## DIRECTIONS
A: Decide whether each statement agrees with the vampire parody outline: (i) Uncle Sal appears to be in his 80s; (ii) the vampire boy is 120 years old; (iii) the girl tells Sal he is too old for her. For each, answer yes or no and quote the deciding words.
B: Return everything in the vampire parody outline from "Irony: Sal and" down to "old vampire octogenarian.", word for word.

## DOCUMENT
____________

I was thinking of writing up a parody short on vampires too but know I’ll never get around to it. might as well give away the story points to whomever wants to try it.

Setup: Typical vampire schlock where pretty teeny-girl falls for vampire boy and he takes her back to meet his family.

**Drama: **Only somehow teener vampire boy tragically gets killed.

She goes to his family for consolation and becomes spiritually invested in them (something like the Sandra Bullock character in “While you Were Sleeping”). She has the strongest connection with uncle Sal who appears to be in his 80’s

Climax: Uncle Sal makes a move on her and professes his forever love. Teeny girl in horror says that Sal is way to old for her.

Irony: Sal and the rest of the Vampire family later have a good laugh as they discuss the stupidity of a teenage girl willing to make love to a 450 year old vampire teen boy but repulsed by a relatively younger 120 year old vampire octogenarian.

Twist: - Last line of the story," But you gotta admit, she sure was a right tasty dinner."

Again, this doesn’t really feel like the victim deserved her fate. Based on your plot summary, the girl’s only real mistake was falling for someone related to Uncle Sal. To make this work, vampire boy and not just his creepy relatives must be bad enough to warn away a smarter girl.

____________

## EXCERPTED DATA
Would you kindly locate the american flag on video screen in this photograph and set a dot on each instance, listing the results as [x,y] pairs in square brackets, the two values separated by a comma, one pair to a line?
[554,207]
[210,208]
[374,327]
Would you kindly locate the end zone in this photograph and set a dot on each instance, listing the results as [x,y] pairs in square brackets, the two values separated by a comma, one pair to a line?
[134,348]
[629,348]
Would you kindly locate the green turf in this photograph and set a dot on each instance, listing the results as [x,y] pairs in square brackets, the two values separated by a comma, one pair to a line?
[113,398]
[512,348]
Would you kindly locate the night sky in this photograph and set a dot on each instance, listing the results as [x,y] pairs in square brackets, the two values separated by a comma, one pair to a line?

____________

## EXPECTED RESULTS
A:
(i) Yes: "She has the strongest connection with uncle Sal who appears to be in his 80’s"
(ii) No: "a 450 year old vampire teen boy"
(iii) Yes: "Teeny girl in horror says that Sal is way to old for her."

B:
Irony: Sal and the rest of the Vampire family later have a good laugh as they discuss the stupidity of a teenage girl willing to make love to a 450 year old vampire teen boy but repulsed by a relatively younger 120 year old vampire octogenarian.